A revolução das três divindades: Mamon, Eros e Bhios

Na era pré-cristã, como explica-nos Eric Voegelin, as antigas sociedades cosmológicas e helênicas tinham como prática o culto e adoração à deuses mitológicos. Fazendo com que houvesse uma mistificação e união da ordem social com a ordem cosmológica. Nas antigas tribos e monarquias primitivas, como na Macedônia pré-helênica, tornava-se comum que o culto aos deuses pagãos fosse concentrado na figura dos reis e da antiga aristocracia. Eram absolutistas e literalistas nas estruturas de poder como verdadeiras divindades imanentes.

A Weltanschauung cosmopolita – que atualmente tratamos na simbólica globalista – tem sua ascensão com Aristipo (ca. 435-365 a.C.), o primeiro psicólogo que busca oferecer uma explicação motivacional para os atos humanos. Contudo, para Aristipo, o motivo fundamental da ação humana é o prazer (hedone). Diferentemente de Sócrates e Platão que já defendiam uma visão de mundo substancial, objetiva e racional de que os laços dos indivíduos são espiritualmente amarrados.

Em encontro com Aristipo – o psicólogo hedonista – temos Epicuro (341-270 a.C.) que, fazendo contraste com a Academia e o Liceu de Platão e Aristóteles, instrumentaliza todo um pensamento de fuga da realidade concreta e num psicologismo da paz social mediante os prazeres. Para Epicuro, o materialismo de Demócrito explicava que o ser humano enquanto ser não tem nenhum sentido transcendente. O que ele pode fazer é aliviar suas dores mundanas e fugir delas o máximo possível. Afinal, sua alma não irá de encontro à eternidade. E os deuses não possuem o menor contato conosco, pois estão sempre numa condição de pura tranquilidade e indiferença. A escola epicurista visava implantar a ataraxia, ou seja, a pura e simples paz de espírito.

Naturalmente que a visão aristipiana-epicurista repousa num certo esvaziamento de todo contato contingente com a realidade e, por um processo subjetivista extremo, busca encontrar o resquício da divindade que aprisionou-se em nós. O trio Demócrito, Aristipo e Epicuro podem ser caracterizados gnósticos no sentido estrito do termo.

Seção de dados:

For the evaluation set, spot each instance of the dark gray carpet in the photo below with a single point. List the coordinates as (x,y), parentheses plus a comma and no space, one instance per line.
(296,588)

Objetivo: Transcreva do texto citado o trecho que vai de "Em encontro com" até "paz de espírito.", incluindo esses dois pontos. Os dados não têm nenhuma relação com o texto citado.

Resultado do exercício:
Em encontro com Aristipo – o psicólogo hedonista – temos Epicuro (341-270 a.C.) que, fazendo contraste com a Academia e o Liceu de Platão e Aristóteles, instrumentaliza todo um pensamento de fuga da realidade concreta e num psicologismo da paz social mediante os prazeres. Para Epicuro, o materialismo de Demócrito explicava que o ser humano enquanto ser não tem nenhum sentido transcendente. O que ele pode fazer é aliviar suas dores mundanas e fugir delas o máximo possível. Afinal, sua alma não irá de encontro à eternidade. E os deuses não possuem o menor contato conosco, pois estão sempre numa condição de pura tranquilidade e indiferença. A escola epicurista visava implantar a ataraxia, ou seja, a pura e simples paz de espírito.